◆ Aim: Can you copy every one of the records below line for line, changing nothing?

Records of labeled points
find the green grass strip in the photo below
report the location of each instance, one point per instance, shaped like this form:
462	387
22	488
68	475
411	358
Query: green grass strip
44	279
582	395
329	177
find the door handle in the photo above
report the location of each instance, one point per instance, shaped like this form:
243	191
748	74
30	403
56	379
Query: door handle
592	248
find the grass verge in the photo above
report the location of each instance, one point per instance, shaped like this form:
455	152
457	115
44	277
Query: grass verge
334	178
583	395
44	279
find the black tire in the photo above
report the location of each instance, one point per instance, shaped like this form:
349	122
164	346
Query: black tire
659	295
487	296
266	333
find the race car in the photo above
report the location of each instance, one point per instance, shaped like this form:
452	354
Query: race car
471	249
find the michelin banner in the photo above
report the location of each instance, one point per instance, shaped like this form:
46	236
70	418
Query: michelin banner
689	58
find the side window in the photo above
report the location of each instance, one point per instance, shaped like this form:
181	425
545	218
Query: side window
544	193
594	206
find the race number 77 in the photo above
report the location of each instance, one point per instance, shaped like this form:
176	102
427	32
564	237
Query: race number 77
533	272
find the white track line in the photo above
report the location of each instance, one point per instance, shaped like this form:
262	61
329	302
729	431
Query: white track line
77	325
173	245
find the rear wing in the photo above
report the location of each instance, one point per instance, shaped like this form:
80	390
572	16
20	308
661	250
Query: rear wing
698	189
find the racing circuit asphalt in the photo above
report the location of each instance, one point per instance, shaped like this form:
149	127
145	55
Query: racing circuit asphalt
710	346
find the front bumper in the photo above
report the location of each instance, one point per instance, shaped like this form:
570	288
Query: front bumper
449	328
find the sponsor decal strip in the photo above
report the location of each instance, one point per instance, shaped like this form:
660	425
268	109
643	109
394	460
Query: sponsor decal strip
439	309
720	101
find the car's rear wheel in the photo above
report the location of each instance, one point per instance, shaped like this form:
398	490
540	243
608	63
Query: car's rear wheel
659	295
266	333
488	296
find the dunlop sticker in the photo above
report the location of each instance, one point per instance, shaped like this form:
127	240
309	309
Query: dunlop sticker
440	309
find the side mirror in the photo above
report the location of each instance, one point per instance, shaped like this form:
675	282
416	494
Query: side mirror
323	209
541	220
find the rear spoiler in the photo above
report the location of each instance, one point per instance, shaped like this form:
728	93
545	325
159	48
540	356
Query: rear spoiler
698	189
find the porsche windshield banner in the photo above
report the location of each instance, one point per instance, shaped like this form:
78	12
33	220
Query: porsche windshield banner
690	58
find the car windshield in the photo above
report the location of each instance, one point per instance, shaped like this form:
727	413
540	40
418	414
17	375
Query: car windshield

◆ Completed task:
find the green grass strip in the photo below
report the location of each instance, one point per instance, shaped like this form:
462	387
22	488
68	475
411	358
Query: green grass strip
44	279
582	395
329	177
find the door handle in the photo above
report the location of each instance, one point per instance, shaped like this form:
243	191
748	74
30	403
56	379
Query: door handle
592	248
find the grass verge in the photo above
report the location of each instance, one point per instance, shaped like this form:
455	152
457	115
44	277
Query: grass verge
334	178
583	395
44	279
find the black tire in the photo above
report the location of each instance, one point per instance, shaped like this form:
349	122
164	346
Query: black tire
659	295
487	296
266	333
find the race car in the photo above
report the location of each instance, one point per instance, shaped like this form:
452	354
Query: race car
471	249
find the michelin banner in the photo above
report the location of each instance, one point per instance, shaped like this form:
46	236
70	418
Query: michelin banner
689	58
find the side window in the photo above
report the location of each instance, one point per instance, shaped like this form:
181	425
545	218
Query: side window
544	193
594	206
find the race number 77 in the photo above
report the location of each instance, one point per instance, shaped like this form:
176	102
427	32
564	237
Query: race number 77
533	272
find the white track line in the photo above
report the location of each instance, one point per instance, shaped like this form:
262	61
329	302
729	431
Query: white track line
77	325
173	245
find the rear wing in the photo above
report the location of each instance, one point per instance, shaped like this form:
80	390
572	16
20	308
661	250
Query: rear wing
698	189
find the racing circuit asphalt in the photo above
report the location of each instance, one point per instance, shaped like this form:
149	127
145	55
Query: racing circuit asphalt
710	346
find the front bumper in the photo above
report the location of each instance, one point per instance, shaped like this form:
570	288
Query: front bumper
449	328
find the sponsor decal strip in the photo above
report the location of each instance, one point per instance, shaped like this form:
660	425
268	109
643	109
394	460
Query: sponsor decal strip
439	309
720	101
find the car's rear wheel in the photo above
report the location of each instance, one point per instance, shaped like this form:
398	490
540	243
608	63
Query: car's rear wheel
659	295
266	333
488	296
find the dunlop sticker in the photo above
report the location of each instance, one point per instance, shaped like this form:
127	240
309	309
Query: dunlop sticker
440	309
find the side mirror in the photo above
report the location of each instance, one point per instance, shaped like this form:
675	282
416	494
Query: side mirror
323	209
541	220
find the rear spoiler in the photo above
report the location of each instance, one point per instance, shaped like this form:
728	93
545	325
159	48
540	356
Query: rear spoiler
698	189
find the porsche windshield banner in the photo above
report the location of each instance, one point per instance, shaped like this form:
78	12
33	220
Query: porsche windshield banner
690	58
find the car windshield in the photo above
report the location of each instance, one point per instance, shaped like this form:
727	413
540	40
418	414
17	375
Query: car windshield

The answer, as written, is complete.